EXERCISE | Retype only what runs from the line that contains "Category: cloudy sky" through the last line of the listing below, both lines included.
****************************************
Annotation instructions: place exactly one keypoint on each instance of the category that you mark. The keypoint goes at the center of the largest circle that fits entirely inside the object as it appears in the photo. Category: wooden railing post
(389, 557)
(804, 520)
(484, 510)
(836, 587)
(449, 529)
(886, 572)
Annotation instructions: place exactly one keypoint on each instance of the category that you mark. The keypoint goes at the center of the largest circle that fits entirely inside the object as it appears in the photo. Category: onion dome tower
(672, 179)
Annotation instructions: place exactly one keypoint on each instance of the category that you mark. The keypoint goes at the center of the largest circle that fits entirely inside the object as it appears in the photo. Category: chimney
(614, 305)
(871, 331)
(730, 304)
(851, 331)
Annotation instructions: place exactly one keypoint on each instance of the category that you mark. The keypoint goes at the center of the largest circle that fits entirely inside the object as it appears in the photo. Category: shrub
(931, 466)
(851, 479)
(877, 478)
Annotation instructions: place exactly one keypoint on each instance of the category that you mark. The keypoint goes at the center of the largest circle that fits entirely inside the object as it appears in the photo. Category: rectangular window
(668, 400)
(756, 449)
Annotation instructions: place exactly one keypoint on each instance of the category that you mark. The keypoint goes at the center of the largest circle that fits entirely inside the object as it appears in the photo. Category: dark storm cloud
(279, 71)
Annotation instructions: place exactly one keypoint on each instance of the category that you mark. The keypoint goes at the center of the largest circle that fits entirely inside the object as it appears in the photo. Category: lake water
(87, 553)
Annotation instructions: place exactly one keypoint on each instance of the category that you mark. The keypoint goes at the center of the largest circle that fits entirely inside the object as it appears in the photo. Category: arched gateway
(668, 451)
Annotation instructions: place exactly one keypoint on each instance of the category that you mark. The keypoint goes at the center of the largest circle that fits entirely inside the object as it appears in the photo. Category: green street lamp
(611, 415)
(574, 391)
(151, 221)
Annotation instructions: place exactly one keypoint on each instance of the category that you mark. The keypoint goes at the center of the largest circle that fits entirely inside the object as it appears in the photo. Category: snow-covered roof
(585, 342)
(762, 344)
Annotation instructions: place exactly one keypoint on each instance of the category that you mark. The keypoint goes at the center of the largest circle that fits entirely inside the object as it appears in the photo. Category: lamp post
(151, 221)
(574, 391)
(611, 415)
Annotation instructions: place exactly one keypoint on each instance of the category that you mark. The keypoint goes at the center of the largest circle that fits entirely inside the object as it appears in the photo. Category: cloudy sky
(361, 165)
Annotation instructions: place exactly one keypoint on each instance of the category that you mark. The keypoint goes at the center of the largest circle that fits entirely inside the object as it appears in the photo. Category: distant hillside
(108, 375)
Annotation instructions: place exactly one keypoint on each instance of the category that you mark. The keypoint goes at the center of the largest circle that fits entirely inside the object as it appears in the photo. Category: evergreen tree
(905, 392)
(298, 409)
****************************************
EXPECTED OUTPUT |
Annotation instructions: place exactly one keypoint on each instance of the category that you mark. The keypoint goes at the center of the largest circle that fits entirely inside the object as it appears in the photo. Category: cloudy sky
(361, 165)
Annotation instructions: place exactly one keypoint on each instance of the category that you mark. The keypoint goes at the center of the largest circle that fits entirely inside the object as it appears in the photo. Category: distant hillside
(108, 375)
Annotation instructions: place exactly one keypoint on each instance of the category that you mark. The keypoint goes at the center of the largest circle that fits entirely inside the object as it appears in the photo. Category: evergreen tree
(905, 392)
(298, 409)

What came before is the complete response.